INSTRUÇÕES
A) Na resenha sobre o filme Terra Prometida, ao lado de qual outro filme ele é apontado como um manual sobre engenharia de opinião pública?
B) Prolongue a resenha sobre o filme Terra Prometida a partir da última frase apresentada.

___ ARTIGO ___

Era para ser mais uma operação comercial de rotina: convencer os moradores de uma pequena cidade a venderam suas terras para uma grande corporação extrair gás natural sob a cidade, por meio de uma técnica de alto risco ambiental. Mas tudo se complica quando um professor mostra para os moradores evidências de catástrofes ambientais ocorridas anteriormente: envenenamento do gado e das águas. E para complicar, chega na cidade um ativista ambiental que rastreia as atividades escusas da empresa. Além disso, a tensão cresce com a proximidade do dia da eleição na qual os moradores devem decidir se aceitam a oferta de compra. “Terra Prometida” (Promised Land, 2012) de Gus Van Sant discute até que ponto a opinião pública se confunde com propaganda – as modernas estratégias de engenharia de opinião pública na qual as grande corporações têm gigantescos interesses financeiros. Muito dinheiro para ficarem à mercê do imponderável dos resultados eleitorais. Quanto dinheiro é necessário para simular uma discussão pública e democrática? Confrontado com a atual crise política brasileira, fruto da guerra hibrida e geopolítica do petróleo, “Terra Prometida” dá no quê pensar…

Terra Prometida (Promised Land, 2012) de Gus Van Sant é um daqueles filmes difíceis de serem resenhados sem incorrer em um grave spoiler. Isso porque, ao lado do filme Obrigado Por Fumar, é um indispensável e didático manual sobre engenharia de opinião pública. Um filme inadiável, principalmente na atual crise política brasileira e proximidade das eleições (?) desse ano.

Gus Van Sant nos mostra toda a democracia que o capitalismo pode inventar.

O principal indicativo da crítica e virulência de Terra Prometida foi a reação da crítica tanto internacional quanto brasileira: foi recebido como “um conto de fadas sentimental”, “fábula de valores”, uma estória sobre um “herói moral” na linha do otimismo dos filmes clássicos de Frank Capra. 

E nada sobre o cerne explosivo da narrativa: a manipulação da opinião pública de uma pequena cidade no interior dos EUA por uma gigantesca empresa de gás natural. Como uma estratégia de engenharia de opinião pública é capaz de criar os próprios interlocutores de um debate, para direcionar as opiniões no limite do horizonte de propósitos do manipulador. 

E o principal: como um debate público que deveria ser técnico-racional transforma-se em propaganda.

O problema é que discutir esse tema central de Terra Prometida faz a crítica incorrer num spoiler do tipo “o herói morre no final…”. Portanto, o leitor deve encarar o filme não apenas como uma narrativa ficcional, mas como aquilo que Umberto Eco chamava de “verdade parabólica” – enunciados que têm uma relação indireta com o mundo real, seja pelos simbolismos, metáforas ou alegorias.

 

Assim como em Obrigado Por Fumar. Mas como uma diferença na forma indireta de tratar o real – lá tínhamos uma paródia cínica sobre as estripulias de um relações públicas da indústria de tabaco. Em Terra Prometida, a alegoria dramática sobre o que é capaz de fazer uma gigantesca empresa do setor energético para criar um falso debate público para induzir o público a aceitar como fato consumado de que a cidade inteira vive sobre uma imensa fortuna em gás natural.

___ DADOS DE ORIGEM ___

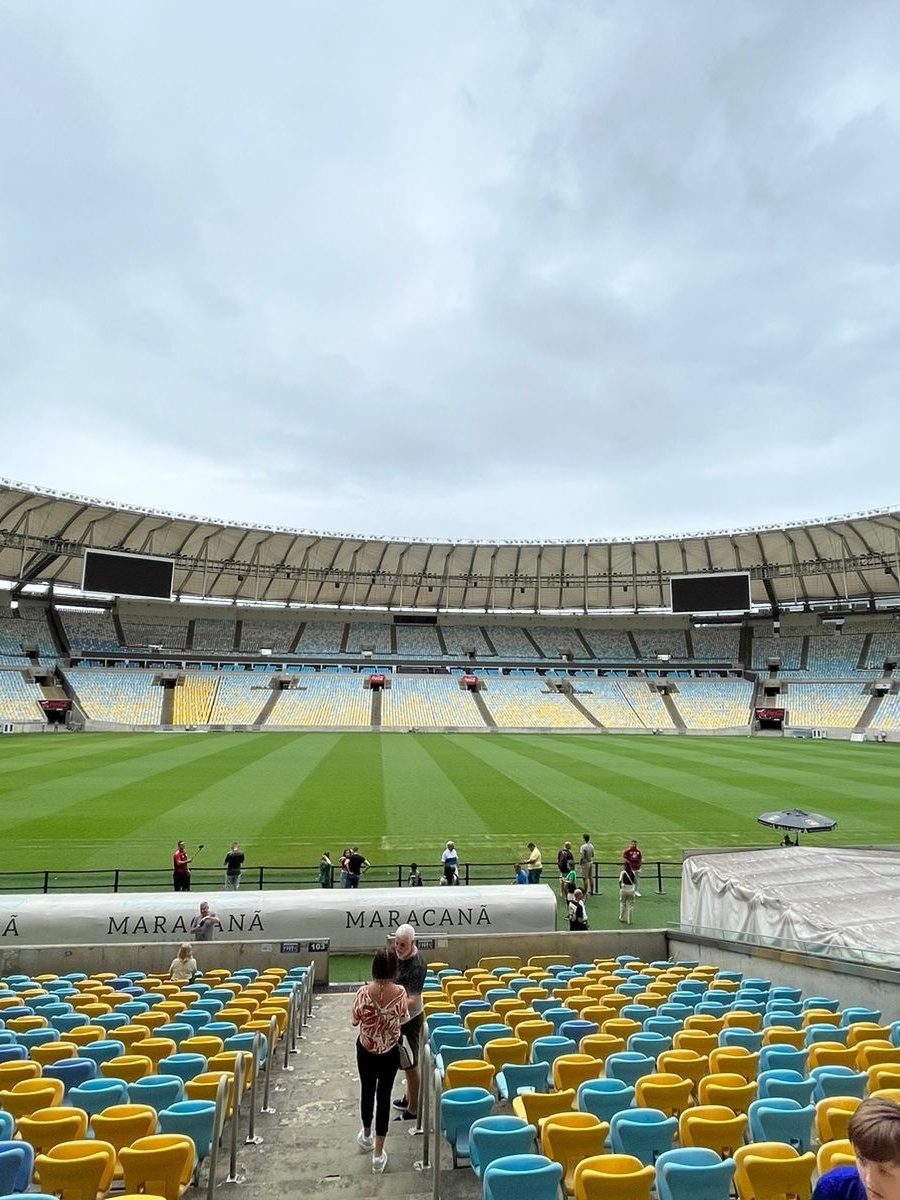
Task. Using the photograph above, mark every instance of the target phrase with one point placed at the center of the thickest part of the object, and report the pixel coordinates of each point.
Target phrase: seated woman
(184, 967)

___

RESPOSTAS DOS EXERCÍCIOS
A) Obrigado Por Fumar.

B)
De que o gás é uma forma de energia limpa e sustentável. E de que a melhor coisa a fazer é aceitar o dinheiro oferecido para empresa e cair fora dali. Deixando para trás suas fazendas e memórias de uma vida inteira. Enquanto a empresa lucra numa arriscada técnica de prospecção que potencialmente pode envenenar as terras e rios de toda a região.

O Filme

Escrito pelos próprios atores protagonistas (Matt Damon e John Krasinski), a narrativa acompanha um predador corporativo chamado Steve Butler (Matt Damon), representante da gigantesca empresa Global Cross Power Solutions. Seu trabalho é correr pequenas cidades no interior dos EUA (cujas análises técnicas apontam a existência de jazidas de gás natural) para oferecer irresistíveis contratos de indenização.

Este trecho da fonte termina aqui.